Excerto fornecido:
O surgimento, recepção e impacto de Unflattening têm sido significativos, se bem que algo confusos. O
que nós próprios cumpriremos não deixará de partilhar algumas das contradições
que a obra parece suscitar. Se bem que a leitura deste livro tenha sido feita há
algum tempo, a sua demora deve-se ao facto de esperarmos que se tornasse
pública uma entrevista que fizemos ao autor, em colaboração com Hugo Almeida. A
entrevista foi publicada no site The Comics Alternative, com quem temos vindo a
colaborar e encontra-se disponível aqui. (Mais)
O ponto que torna diferente Unflattening é o facto de se tratar do resultado da tese de
dissertação de Nick Sousanis. Não e trata de um projecto artístico que seria depois
complementado com um relatório ou defesa, não se trata de um complemento
prático ou de exemplo analisado no corpo da tese, trata-se de facto do corpo que compõe toda a argumentação da dissertação. A banda desenhada é a tese, ou a tese é em banda desenhada. Criada,
entregue, aceite e defendida como tal no final do percurso do doutoramento de
Sousanis na Universidade de Colombia. Apresenta de forma pública e fragmentada
no blog do autor, tornar-se-ia ainda mais surpreendente por ter sido convidado
a publicá-la, com pequenos acertos (v. entrevista), pela editora da Harvard.
Isto que dizer que, logo à partida, e exercendo algum poder de autoridade, este
projecto estava “defendido” por duas instituições prestigiadas e prestigiantes
da academia norte-americana.
Até certo ponto, e como é discutido por algumas pessoas, isto
tratar-se-ia de “mais uma conquista” ou “mais um passo em frente” em termos da
aceitabilidade ou respeitabilidade da banda desenhada enquanto uma forma viável
de pensamento ou transmissão de conhecimento. Na verdade, e é esse que parece
ser o âmago da pesquisa de Sousanis, Unflattening
tem como propósito discutir e demonstrar a maneira como o emprego concorrencial
e complementar de palavras e de imagens, e sobretudo da estruturação sequencial
e espacial que é permitida pela banda desenhada, ilustração ou outros
territórios contíguos, pode significar um salto qualitativo e poderoso em
relação à aquisição do que está a ser transmitido.

Linhas de dados:
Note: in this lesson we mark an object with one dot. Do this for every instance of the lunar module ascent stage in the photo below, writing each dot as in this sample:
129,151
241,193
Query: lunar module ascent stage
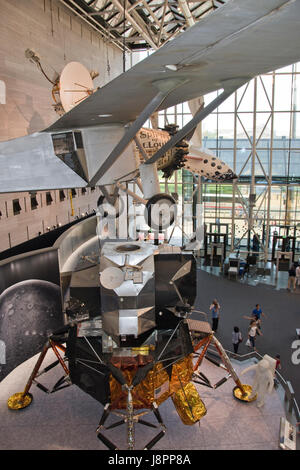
==
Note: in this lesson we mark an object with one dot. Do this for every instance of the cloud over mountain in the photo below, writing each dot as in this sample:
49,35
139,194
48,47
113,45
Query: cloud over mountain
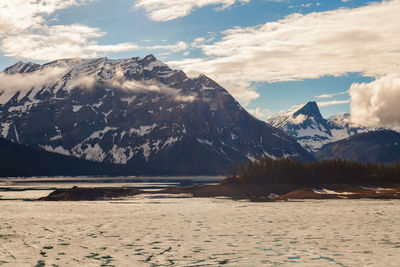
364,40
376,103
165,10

A fazer: Extraia, por favor, do texto sobre Unflattening o trecho que começa em "O ponto que" e segue até "editora da Harvard.", inclusive.

Resposta ao exercício:
O ponto que torna diferente Unflattening é o facto de se tratar do resultado da tese de
dissertação de Nick Sousanis. Não e trata de um projecto artístico que seria depois
complementado com um relatório ou defesa, não se trata de um complemento
prático ou de exemplo analisado no corpo da tese, trata-se de facto do corpo que compõe toda a argumentação da dissertação. A banda desenhada é a tese, ou a tese é em banda desenhada. Criada,
entregue, aceite e defendida como tal no final do percurso do doutoramento de
Sousanis na Universidade de Colombia. Apresenta de forma pública e fragmentada
no blog do autor, tornar-se-ia ainda mais surpreendente por ter sido convidado
a publicá-la, com pequenos acertos (v. entrevista), pela editora da Harvard.